◆ EXCERPTED PASSAGE

This line was introduced in D37235 (coincidentally written by @thakis), and in that review, @rsmith made a comment on this exact line that said

Do we guarantee that __FILE__ names a path that can be used to include the current file? In other tests, we add -include %s to the RUN: line to model this situation.

ayzhao updated this revision to Diff 427771.May 6 2022, 3:29 PM

Implement -ffile-reproducible

ayzhao retitled this revision from [clang] Use forward slash as the path separator for Windows in __FILE__, __builtin_FILE(), and std::source_location to [clang] Add the flag -ffile-reproducible.May 6 2022, 3:31 PM
ayzhao edited the summary of this revision. (Show Details)
ayzhao updated this revision to Diff 427773.May 6 2022, 3:36 PM

missing newline

ayzhao updated this revision to Diff 427774.May 6 2022, 3:39 PM

another missing newline

ayzhao added a comment.May 6 2022, 3:39 PM

So, the general consensus seems to be that we should use backslashes when targeting Windows.

I implemented using only backslashes for Windows; however, clang/test/SemaCXX/destructor.cpp fails when running on Linux with the following error (among other errors, but the one below is the most important).

...
error: 'error' diagnostics seen but not expected:
  Line 32: '<REDACTED_PATH_TO_LLVM_CHECKOUT_WITH_BACKSLASHES>\\clang\\test\\SemaCXX\\destructor.cpp' file not found
...

◆ RECORD EXTRACTS
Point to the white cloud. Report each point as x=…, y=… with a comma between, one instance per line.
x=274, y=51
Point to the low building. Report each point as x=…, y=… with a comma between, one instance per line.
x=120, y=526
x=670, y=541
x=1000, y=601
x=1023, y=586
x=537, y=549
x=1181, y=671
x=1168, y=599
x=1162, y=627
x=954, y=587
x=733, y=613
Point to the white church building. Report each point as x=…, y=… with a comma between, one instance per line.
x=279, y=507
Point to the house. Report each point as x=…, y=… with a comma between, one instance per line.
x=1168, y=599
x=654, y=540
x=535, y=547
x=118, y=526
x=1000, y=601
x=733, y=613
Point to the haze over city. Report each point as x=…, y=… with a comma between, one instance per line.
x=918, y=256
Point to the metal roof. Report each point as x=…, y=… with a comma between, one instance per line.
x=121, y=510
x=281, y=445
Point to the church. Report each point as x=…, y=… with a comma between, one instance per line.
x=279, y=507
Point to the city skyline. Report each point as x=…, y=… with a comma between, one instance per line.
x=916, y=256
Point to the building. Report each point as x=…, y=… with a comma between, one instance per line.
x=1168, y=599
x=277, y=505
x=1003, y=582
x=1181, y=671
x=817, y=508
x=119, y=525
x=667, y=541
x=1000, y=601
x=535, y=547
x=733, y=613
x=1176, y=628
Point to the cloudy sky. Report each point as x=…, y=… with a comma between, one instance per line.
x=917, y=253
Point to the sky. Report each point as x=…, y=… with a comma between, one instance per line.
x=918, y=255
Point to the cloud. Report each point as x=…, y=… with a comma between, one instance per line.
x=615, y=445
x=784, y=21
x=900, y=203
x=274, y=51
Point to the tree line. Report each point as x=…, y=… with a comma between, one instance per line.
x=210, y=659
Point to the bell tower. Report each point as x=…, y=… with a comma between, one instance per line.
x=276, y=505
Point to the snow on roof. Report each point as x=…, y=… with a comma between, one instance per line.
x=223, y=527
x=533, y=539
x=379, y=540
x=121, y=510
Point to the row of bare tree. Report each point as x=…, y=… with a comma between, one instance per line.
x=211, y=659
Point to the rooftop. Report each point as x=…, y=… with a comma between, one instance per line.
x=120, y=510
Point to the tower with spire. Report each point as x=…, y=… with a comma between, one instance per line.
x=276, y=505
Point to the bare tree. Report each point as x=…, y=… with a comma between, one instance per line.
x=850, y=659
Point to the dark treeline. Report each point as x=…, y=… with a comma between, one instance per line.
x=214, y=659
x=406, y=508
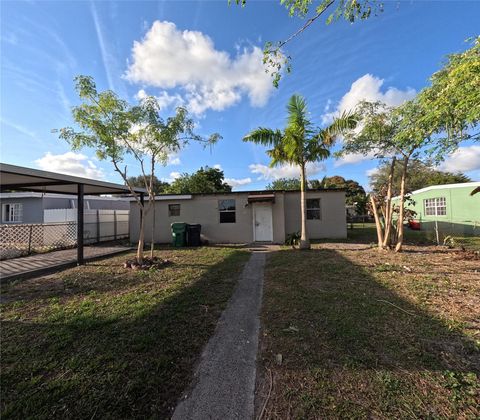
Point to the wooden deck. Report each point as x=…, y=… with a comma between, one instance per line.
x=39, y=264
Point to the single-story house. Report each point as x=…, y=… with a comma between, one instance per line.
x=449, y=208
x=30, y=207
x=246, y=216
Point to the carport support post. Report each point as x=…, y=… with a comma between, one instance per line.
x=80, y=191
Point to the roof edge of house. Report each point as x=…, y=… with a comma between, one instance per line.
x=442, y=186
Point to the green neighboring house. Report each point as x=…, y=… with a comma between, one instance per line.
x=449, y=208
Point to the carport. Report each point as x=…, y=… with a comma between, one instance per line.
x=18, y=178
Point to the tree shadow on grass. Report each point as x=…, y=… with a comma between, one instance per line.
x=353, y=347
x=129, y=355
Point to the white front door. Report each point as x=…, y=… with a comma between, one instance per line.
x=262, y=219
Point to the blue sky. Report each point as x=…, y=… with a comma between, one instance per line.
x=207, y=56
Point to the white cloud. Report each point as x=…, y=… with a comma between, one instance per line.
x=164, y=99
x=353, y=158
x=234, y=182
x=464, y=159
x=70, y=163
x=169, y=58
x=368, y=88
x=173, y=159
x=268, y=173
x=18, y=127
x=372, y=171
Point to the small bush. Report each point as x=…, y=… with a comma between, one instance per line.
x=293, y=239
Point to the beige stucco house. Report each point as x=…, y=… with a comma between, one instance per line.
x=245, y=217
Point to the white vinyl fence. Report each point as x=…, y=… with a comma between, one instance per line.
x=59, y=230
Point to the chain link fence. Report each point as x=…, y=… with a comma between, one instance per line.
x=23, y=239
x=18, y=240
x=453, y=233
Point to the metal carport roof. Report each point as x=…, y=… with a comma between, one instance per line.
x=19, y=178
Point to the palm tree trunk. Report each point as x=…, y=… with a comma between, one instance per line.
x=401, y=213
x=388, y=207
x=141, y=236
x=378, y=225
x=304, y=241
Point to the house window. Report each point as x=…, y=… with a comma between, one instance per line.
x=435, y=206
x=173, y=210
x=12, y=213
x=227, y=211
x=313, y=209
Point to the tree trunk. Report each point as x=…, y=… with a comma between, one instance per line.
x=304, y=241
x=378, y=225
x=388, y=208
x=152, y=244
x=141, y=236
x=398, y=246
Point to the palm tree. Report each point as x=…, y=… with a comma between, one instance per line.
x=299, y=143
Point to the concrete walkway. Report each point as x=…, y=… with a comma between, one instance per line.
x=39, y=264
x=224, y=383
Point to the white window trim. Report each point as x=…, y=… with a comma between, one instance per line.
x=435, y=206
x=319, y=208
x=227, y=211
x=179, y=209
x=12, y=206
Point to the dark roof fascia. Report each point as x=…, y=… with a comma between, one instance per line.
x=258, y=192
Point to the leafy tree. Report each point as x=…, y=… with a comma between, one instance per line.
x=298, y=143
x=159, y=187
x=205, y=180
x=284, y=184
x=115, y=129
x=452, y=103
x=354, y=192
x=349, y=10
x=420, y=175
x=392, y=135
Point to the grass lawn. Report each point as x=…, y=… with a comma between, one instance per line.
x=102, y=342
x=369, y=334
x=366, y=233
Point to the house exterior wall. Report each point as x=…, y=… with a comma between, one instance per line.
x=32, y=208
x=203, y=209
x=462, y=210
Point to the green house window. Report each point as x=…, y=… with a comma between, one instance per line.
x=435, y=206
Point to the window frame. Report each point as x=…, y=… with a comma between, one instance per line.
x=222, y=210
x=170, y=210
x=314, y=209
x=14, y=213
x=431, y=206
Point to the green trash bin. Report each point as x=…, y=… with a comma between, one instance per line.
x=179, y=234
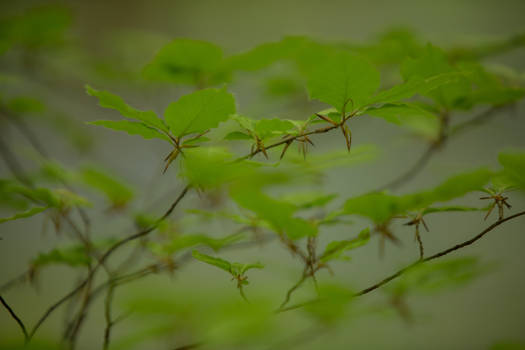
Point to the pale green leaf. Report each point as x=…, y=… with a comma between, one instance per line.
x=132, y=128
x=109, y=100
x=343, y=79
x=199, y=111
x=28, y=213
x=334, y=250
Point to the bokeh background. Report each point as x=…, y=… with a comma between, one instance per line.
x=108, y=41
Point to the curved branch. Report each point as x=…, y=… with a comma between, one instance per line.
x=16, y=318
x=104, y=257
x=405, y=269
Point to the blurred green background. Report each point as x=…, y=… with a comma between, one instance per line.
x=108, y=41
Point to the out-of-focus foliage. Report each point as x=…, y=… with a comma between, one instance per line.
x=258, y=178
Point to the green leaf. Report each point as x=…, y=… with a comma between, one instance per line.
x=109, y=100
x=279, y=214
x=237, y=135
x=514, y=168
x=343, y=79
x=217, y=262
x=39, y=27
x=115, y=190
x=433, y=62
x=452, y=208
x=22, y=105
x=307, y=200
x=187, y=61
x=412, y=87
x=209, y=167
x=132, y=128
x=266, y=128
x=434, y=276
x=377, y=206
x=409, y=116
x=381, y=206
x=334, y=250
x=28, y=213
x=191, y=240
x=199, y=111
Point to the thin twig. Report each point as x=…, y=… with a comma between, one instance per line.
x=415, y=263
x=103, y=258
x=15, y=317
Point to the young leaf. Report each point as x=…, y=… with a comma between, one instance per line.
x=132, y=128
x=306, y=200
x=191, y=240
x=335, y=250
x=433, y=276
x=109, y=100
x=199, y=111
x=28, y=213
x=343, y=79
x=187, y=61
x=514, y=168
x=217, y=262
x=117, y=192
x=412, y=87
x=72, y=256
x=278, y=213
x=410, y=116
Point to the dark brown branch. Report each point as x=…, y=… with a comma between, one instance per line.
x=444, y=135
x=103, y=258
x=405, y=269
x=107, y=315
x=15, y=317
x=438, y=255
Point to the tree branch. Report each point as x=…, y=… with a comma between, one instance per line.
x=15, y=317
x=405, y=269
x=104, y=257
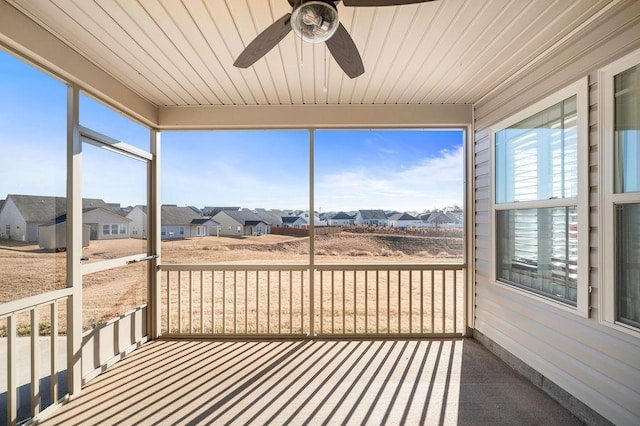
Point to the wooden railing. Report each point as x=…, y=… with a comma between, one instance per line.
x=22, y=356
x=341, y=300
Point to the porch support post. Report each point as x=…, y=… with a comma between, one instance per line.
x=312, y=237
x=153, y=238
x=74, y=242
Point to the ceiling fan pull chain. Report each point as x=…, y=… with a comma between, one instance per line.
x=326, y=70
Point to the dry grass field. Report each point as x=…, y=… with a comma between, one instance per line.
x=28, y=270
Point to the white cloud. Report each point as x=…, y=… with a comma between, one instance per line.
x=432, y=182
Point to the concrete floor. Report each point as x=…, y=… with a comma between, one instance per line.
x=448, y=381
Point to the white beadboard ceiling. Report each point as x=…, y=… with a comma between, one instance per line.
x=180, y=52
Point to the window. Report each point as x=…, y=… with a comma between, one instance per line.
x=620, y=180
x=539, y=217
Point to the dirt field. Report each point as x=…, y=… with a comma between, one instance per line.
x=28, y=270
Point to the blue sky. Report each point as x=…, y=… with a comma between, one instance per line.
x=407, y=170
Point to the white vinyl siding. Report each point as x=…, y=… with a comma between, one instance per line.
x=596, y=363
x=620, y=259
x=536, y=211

* * *

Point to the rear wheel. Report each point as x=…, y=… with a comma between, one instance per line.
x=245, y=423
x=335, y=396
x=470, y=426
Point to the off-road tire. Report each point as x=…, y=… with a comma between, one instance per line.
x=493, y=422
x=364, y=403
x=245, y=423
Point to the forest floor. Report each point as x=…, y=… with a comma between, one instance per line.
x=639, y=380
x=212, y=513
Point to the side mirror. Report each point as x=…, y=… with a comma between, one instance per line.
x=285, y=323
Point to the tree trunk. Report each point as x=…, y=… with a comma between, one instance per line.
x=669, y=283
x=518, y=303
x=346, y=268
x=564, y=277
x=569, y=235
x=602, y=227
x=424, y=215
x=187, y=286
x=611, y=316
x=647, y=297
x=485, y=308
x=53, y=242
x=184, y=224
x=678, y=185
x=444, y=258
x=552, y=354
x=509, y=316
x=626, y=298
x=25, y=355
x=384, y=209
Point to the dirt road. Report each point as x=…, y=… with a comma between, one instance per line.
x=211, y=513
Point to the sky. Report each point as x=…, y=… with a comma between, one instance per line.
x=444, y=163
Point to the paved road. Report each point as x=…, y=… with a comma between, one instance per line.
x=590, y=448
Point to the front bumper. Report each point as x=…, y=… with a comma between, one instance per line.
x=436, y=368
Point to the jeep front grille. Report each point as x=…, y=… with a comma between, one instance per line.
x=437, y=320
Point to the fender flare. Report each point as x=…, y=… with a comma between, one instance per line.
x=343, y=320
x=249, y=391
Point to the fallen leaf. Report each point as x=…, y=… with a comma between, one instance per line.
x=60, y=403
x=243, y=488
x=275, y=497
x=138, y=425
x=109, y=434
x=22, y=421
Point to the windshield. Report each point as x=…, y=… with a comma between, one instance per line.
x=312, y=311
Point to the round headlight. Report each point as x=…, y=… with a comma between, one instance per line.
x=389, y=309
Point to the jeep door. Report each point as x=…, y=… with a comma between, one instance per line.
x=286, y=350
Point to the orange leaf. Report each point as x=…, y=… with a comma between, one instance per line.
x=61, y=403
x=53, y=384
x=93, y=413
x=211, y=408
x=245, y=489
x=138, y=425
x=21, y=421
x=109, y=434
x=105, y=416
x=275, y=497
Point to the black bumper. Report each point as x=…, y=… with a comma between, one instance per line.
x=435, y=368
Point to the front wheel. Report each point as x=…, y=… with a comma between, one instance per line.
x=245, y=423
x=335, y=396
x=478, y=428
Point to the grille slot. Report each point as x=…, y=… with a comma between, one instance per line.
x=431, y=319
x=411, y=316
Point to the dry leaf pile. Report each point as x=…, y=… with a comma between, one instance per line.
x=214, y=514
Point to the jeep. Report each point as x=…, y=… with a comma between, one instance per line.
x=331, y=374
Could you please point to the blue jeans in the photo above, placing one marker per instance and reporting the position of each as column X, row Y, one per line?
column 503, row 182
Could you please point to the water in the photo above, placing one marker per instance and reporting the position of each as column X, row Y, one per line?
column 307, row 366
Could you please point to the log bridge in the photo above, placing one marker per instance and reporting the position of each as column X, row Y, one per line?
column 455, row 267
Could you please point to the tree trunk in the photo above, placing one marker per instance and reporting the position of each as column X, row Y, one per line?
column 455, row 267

◆ QUESTIONS
[A] In the review thread, why did ayzhao implement the change using only backslashes for Windows?
[B] Translate this sentence from the review thread into Spanish: "So, the general consensus seems to be that we should use backslashes when targeting Windows."
[C] In the review thread, swap "backslashes" for "forward slashes" and write out the passage that begins at the words "I implemented using" and stops after "the most important).".
The records have nothing to do with these tasks.

◆ RESULTS OF THE EXERCISE
[A] The general consensus seemed to be that backslashes should be used when targeting Windows.

[B] Entonces, el consenso general parece ser que deberíamos usar barras invertidas cuando el destino es Windows.

[C]
I implemented using only forward slashes for Windows; however, clang/test/SemaCXX/destructor.cpp fails when running on Linux with the following error (among other errors, but the one below is the most important).